> **WHAT IS EXPECTED**:
Each entry must be reproduced precisely as it stands.
*** Opening RECORDED INFORMATION ***
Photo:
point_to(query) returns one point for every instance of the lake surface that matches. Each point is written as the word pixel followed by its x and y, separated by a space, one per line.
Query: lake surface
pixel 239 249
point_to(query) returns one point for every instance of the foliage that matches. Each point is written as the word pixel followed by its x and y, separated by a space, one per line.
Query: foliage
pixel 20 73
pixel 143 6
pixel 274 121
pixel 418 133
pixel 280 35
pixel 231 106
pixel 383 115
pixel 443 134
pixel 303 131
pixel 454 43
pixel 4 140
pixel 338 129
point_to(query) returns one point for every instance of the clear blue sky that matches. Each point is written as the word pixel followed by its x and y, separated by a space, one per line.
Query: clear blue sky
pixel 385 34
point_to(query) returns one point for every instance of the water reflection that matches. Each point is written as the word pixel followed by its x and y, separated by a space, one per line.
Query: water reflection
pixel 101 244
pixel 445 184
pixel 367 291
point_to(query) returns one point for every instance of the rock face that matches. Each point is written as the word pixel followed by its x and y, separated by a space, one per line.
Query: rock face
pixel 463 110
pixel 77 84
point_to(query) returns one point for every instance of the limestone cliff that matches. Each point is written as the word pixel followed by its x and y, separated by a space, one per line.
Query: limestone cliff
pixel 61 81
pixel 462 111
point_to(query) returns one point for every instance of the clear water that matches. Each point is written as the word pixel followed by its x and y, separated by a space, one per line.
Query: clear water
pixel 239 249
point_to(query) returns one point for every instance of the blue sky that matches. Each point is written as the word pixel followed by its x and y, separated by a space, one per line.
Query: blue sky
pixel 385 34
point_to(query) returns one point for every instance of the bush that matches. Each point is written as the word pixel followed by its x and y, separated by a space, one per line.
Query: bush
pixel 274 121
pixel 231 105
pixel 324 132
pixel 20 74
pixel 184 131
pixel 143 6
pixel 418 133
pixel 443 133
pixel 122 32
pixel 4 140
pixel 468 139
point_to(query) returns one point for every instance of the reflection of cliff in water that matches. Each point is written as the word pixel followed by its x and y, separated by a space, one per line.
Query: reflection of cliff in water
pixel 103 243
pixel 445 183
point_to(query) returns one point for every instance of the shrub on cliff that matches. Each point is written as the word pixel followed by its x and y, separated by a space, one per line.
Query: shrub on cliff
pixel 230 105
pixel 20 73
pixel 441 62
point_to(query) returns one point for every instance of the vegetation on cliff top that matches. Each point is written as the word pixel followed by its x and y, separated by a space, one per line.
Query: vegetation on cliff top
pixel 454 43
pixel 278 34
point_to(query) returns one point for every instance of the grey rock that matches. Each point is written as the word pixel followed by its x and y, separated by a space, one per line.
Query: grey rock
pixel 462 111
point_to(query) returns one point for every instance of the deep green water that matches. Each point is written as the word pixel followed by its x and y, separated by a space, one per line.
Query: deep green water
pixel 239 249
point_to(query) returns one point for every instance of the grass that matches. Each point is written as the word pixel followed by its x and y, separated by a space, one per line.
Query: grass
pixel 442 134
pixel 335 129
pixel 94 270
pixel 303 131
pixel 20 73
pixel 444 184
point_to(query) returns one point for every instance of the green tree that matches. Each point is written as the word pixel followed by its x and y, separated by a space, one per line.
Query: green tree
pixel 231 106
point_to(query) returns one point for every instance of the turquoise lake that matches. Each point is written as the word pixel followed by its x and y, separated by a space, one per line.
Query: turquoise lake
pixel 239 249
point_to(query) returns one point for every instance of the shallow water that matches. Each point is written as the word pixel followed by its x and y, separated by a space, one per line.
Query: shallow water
*** Closing RECORDED INFORMATION ***
> **ANSWER SPACE**:
Photo:
point_to(query) returns one point for every instance of the lake surface that matches. Each point is written as the word pixel followed by its x and y, separated by a space, one per line.
Query: lake surface
pixel 239 249
point_to(query) returns one point for every instance of the foliage that matches. Each point is written as the word pixel followed by its x and y, separated by a space, one per line.
Query: foliage
pixel 20 73
pixel 143 6
pixel 274 121
pixel 418 133
pixel 280 35
pixel 231 106
pixel 383 115
pixel 443 134
pixel 303 131
pixel 454 43
pixel 4 140
pixel 338 129
point_to(query) returns one point for every instance of the clear blue sky that matches. Each point is written as the word pixel followed by its x and y, separated by a space, one per line.
Query: clear blue sky
pixel 385 34
point_to(query) returns one point for every instance of the water reflection that matches. Each point is written as the word pixel followed by its x and y, separated by a space, one per line.
Query: water reflection
pixel 101 244
pixel 445 184
pixel 367 291
point_to(query) returns one point for every instance of the rock face that matches. Each point is written as the word pixel followed by its x and y, separated by a space, one per line.
Query: rock face
pixel 463 110
pixel 77 84
point_to(query) returns one point for every instance of the limestone cliff that matches. Each point is written as the word pixel followed by its x and y, separated by a space, one per line.
Query: limestone cliff
pixel 61 81
pixel 462 111
point_to(query) returns one point for every instance of the clear water that matches. Each point is written as the word pixel followed by its x and y, separated by a space, one per line.
Query: clear water
pixel 239 249
point_to(query) returns one point for every instance of the blue sky that matches. Each point is written as the word pixel followed by its x and y, separated by a space, one per line.
Query: blue sky
pixel 385 34
point_to(query) returns one point for every instance of the bush that matches. Each point is written as the word pixel followed by its x and y, separated by a space, one per line.
Query: bush
pixel 274 121
pixel 231 105
pixel 324 132
pixel 20 74
pixel 184 131
pixel 143 6
pixel 418 133
pixel 443 133
pixel 122 32
pixel 4 140
pixel 468 139
point_to(query) returns one point for every instance of the reflection of cliff in water that matches. Each point is written as the word pixel followed by its x and y, separated by a space, one per line.
Query: reflection of cliff in water
pixel 103 243
pixel 445 183
point_to(query) returns one point for every instance of the shrub on cliff that matches. Each point is written as the word pixel followed by its x and y, separated by a space, one per line.
Query: shrub on cliff
pixel 230 105
pixel 20 73
pixel 441 62
point_to(query) returns one point for every instance of the vegetation on cliff top that matches. Each point is written as the word pixel followed by its x and y, separated by a space, one per line.
Query: vegetation on cliff top
pixel 454 43
pixel 278 34
point_to(query) returns one point for every instance of the grey rock that matches. Each point is written as the word pixel followed by its x and y, separated by a space, one per line.
Query: grey rock
pixel 462 111
point_to(query) returns one point for every instance of the deep green water that matches. Each point is written as the word pixel followed by its x and y, separated by a space, one per line.
Query: deep green water
pixel 239 249
point_to(query) returns one point for every instance of the grass that matches. Each point is written as the word pixel followed by its x and y, separated by a space, one per line.
Query: grass
pixel 442 134
pixel 335 129
pixel 94 270
pixel 303 131
pixel 20 73
pixel 444 184
point_to(query) returns one point for every instance of the green tree that matches. Each point is written as the word pixel followed by its x and y, separated by a space, one per line.
Query: green tree
pixel 231 106
point_to(query) returns one point for every instance of the turquoise lake that matches. Each point is written as the word pixel followed by its x and y, separated by a space, one per line.
Query: turquoise lake
pixel 239 249
point_to(query) returns one point for every instance of the shallow water that matches. Each point is written as the word pixel followed by its x and y, separated by a space, one per line.
Query: shallow water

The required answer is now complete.